-- Start Text block --

Studio album by Miho Nakayama
- Released: December 18, 1986
- Recorded: 1986
- Studio: Free Port Studio; Hitokuchizaka Studio; Marine Studio; Nichion Studio; Sound Valley Studio;
- Genre: J-pop; kayōkyoku; dance-pop; teen pop;
- Length: 44:06
- Language: Japanese
- Label: King Records
- Producer: Norio Higuchi; Kiyokazu Takahashi;

Miho Nakayama chronology
| Virgin Flight '86: Miho Nakayama First Concert (1986) | Exotique (1986) | One and Only (1987) |

Singles from Exotique
- "Waku Waku Sasete" Released: November 21, 1986;

= Exotique (album) =

Exotique (エキゾチック, Ekizotikku) is the fourth studio album by Japanese entertainer Miho Nakayama. Released through King Records on December 18, 1986, the album features the single "Waku Waku Sasete". It is a concept album themed around exotic world travel. The songs in Exotique were solely written by Takashi Matsumoto and Kyōhei Tsutsumi and arranged by Motoki Funayama.

The album peaked at No. 6 on Oricon's albums chart and sold over 206,000 copies.

== Track listing ==
All lyrics are written by Takashi Matsumoto; all music is composed by Kyōhei Tsutsumi; all music is arranged by Motoki Funayama.

-- End Text block --
-- Start Entries shown --

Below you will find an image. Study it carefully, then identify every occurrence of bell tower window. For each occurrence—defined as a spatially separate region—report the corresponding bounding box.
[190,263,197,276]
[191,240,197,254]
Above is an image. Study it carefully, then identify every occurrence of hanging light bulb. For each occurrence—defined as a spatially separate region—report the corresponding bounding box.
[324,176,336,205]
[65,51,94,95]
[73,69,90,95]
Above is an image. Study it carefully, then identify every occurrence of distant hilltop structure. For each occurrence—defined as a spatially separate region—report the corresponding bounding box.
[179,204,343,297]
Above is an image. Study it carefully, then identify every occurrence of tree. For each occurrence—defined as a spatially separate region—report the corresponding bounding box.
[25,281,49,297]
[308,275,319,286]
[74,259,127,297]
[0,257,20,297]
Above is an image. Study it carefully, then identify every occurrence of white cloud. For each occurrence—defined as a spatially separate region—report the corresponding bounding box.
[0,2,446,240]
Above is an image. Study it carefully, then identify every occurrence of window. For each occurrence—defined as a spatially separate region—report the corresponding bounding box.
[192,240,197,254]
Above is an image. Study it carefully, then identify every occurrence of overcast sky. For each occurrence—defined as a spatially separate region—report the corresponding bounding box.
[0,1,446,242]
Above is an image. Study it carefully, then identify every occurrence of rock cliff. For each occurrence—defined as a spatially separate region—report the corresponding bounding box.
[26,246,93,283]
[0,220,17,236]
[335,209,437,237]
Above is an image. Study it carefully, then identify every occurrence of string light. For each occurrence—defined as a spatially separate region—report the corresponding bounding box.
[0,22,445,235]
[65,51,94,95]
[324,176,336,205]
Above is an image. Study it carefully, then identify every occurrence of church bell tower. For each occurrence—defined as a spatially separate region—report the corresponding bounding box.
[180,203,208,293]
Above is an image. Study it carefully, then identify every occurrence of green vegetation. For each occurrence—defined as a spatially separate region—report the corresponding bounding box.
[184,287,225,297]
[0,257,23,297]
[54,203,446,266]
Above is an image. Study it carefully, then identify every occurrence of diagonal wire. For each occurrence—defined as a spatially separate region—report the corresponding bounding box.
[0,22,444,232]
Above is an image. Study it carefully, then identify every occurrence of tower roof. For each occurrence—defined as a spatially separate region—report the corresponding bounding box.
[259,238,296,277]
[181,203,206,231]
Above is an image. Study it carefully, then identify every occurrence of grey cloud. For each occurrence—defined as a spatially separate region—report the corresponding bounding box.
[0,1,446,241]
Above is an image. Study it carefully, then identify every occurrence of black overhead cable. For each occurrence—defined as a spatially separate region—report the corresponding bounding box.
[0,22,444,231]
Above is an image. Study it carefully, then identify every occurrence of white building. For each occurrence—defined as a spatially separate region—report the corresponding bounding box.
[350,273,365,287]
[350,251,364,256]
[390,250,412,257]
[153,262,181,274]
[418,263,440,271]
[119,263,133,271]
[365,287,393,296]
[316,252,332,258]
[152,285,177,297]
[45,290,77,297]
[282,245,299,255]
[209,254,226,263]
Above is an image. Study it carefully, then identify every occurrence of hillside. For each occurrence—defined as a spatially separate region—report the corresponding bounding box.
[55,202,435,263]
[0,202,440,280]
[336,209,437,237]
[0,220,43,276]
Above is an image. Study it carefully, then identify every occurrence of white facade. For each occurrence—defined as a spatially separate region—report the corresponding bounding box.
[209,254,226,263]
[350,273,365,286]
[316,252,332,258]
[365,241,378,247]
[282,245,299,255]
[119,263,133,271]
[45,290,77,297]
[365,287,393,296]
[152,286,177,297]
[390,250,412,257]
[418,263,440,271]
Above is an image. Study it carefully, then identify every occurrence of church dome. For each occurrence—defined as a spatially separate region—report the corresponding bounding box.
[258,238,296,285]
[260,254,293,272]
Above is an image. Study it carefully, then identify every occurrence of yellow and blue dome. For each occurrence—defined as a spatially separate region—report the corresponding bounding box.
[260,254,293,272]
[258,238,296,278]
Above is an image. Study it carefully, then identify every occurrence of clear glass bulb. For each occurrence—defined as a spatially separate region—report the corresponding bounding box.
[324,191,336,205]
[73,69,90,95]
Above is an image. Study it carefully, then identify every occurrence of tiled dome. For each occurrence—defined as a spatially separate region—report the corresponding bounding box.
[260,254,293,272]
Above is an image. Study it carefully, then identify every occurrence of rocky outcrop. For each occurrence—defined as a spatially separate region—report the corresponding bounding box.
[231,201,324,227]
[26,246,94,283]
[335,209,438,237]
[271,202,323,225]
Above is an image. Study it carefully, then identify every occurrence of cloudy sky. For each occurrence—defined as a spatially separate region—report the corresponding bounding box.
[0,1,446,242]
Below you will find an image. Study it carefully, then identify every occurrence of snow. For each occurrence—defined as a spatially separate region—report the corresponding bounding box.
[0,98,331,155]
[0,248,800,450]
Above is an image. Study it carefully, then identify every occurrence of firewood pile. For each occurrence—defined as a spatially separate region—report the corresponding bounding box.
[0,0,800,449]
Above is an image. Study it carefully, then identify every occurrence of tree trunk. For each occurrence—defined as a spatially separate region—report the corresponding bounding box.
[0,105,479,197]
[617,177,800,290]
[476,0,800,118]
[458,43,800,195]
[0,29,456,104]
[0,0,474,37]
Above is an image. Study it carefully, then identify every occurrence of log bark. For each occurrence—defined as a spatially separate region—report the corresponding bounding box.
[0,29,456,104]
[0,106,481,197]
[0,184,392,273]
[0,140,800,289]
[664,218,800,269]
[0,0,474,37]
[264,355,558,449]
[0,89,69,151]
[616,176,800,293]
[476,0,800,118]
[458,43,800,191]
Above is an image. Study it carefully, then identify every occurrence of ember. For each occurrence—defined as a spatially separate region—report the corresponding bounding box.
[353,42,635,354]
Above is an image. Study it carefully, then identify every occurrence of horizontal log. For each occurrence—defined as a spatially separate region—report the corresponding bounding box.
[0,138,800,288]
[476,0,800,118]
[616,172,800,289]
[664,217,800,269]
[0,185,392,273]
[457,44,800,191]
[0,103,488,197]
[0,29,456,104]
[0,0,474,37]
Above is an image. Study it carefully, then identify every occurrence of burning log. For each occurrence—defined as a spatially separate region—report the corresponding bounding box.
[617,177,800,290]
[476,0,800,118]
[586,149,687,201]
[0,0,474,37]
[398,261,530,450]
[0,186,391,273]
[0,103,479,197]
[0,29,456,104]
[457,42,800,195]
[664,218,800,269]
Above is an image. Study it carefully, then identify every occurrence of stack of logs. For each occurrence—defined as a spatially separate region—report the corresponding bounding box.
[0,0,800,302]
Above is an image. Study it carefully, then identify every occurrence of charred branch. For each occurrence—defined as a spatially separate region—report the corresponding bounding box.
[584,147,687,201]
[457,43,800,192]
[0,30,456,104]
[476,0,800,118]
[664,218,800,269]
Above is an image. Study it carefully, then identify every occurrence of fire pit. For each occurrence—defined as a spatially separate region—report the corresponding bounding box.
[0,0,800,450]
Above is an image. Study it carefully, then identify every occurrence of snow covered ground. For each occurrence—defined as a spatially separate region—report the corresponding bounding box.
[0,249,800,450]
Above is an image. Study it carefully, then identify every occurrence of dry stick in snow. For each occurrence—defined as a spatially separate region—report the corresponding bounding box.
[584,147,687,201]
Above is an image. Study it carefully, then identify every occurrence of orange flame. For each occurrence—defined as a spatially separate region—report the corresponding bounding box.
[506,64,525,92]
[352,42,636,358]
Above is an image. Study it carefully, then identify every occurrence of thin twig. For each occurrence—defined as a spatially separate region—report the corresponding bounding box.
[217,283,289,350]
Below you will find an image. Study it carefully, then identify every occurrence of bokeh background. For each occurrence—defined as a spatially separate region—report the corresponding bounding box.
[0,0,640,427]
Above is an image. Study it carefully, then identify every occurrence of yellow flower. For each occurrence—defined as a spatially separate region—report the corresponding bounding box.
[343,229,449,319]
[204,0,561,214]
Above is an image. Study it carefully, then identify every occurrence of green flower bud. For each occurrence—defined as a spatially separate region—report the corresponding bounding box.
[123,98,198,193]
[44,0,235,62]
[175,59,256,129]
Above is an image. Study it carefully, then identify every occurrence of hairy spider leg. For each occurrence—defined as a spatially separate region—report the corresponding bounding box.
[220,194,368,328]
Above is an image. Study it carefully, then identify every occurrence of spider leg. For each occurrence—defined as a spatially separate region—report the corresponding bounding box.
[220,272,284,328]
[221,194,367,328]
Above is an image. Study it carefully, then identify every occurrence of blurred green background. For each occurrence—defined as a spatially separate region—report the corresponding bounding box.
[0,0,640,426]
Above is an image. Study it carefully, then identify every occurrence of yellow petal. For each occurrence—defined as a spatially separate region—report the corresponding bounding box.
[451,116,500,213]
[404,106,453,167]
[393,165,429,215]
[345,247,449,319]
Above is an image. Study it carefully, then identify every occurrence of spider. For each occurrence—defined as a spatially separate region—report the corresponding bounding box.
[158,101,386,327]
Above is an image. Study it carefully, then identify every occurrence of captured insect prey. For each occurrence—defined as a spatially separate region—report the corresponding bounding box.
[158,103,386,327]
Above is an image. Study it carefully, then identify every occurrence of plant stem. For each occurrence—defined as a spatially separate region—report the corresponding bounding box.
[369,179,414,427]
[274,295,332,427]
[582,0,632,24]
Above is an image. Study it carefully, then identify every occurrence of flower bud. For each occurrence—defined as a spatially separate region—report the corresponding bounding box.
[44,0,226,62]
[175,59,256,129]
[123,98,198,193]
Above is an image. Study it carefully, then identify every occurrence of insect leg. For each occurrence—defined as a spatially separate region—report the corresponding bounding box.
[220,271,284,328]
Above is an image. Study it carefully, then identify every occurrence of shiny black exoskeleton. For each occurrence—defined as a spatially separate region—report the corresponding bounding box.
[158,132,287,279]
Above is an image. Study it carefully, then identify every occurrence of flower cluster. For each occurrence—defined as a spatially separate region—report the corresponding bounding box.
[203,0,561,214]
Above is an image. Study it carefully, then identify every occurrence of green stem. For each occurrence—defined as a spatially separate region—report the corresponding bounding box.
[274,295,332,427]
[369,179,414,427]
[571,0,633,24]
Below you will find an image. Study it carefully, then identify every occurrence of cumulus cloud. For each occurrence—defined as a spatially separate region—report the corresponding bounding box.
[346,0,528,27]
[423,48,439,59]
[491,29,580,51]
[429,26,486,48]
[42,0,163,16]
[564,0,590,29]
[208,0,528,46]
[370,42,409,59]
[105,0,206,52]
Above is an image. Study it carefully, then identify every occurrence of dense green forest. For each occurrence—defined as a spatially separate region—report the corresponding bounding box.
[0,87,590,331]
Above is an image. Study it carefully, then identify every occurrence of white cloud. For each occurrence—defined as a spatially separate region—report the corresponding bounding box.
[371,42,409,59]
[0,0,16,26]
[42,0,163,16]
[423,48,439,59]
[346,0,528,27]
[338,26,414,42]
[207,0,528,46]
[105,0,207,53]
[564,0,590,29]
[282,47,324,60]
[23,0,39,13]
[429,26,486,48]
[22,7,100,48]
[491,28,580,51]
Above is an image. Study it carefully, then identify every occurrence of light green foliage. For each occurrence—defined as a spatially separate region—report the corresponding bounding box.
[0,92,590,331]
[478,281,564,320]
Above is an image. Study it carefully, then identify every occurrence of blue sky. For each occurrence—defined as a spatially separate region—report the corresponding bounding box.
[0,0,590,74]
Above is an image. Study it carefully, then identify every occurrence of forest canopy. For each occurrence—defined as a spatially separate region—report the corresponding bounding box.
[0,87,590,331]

-- End Entries shown --

# [Problem description]
Translate this sentence from the Exotique album text into Spanish: "The album peaked at No. 6 on Oricon's albums chart and sold over 206,000 copies."

# [Written reply]
El álbum alcanzó el puesto n.º 6 en la lista de álbumes de Oricon y vendió más de 206.000 copias.